# [What to work on]
List every line below that contains the string "handle", matching case exactly.

# [Provided data]
··········
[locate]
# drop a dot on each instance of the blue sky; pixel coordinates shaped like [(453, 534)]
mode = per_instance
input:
··········
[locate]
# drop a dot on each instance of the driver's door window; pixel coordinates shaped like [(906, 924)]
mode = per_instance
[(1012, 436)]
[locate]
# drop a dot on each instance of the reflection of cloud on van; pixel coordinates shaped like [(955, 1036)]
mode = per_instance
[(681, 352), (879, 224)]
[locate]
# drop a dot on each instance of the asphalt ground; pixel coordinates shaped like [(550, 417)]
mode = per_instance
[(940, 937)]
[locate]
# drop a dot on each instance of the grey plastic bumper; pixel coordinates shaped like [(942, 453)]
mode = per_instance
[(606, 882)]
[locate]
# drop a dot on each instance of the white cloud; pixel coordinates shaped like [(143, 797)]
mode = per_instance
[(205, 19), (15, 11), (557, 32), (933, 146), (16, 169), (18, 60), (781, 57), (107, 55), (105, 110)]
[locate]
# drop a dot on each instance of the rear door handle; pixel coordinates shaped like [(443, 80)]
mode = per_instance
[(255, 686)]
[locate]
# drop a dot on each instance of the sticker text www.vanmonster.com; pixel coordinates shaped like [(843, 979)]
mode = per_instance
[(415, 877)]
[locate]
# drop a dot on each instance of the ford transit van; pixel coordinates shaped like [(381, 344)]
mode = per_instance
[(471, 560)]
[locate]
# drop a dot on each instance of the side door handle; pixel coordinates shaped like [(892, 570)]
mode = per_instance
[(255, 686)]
··········
# [Correct answer]
# drop a dot on each instance of the rear door handle; pixel coordinates shaped like [(443, 80)]
# drop a dot on each instance of the side door handle; pixel coordinates shaped like [(892, 570)]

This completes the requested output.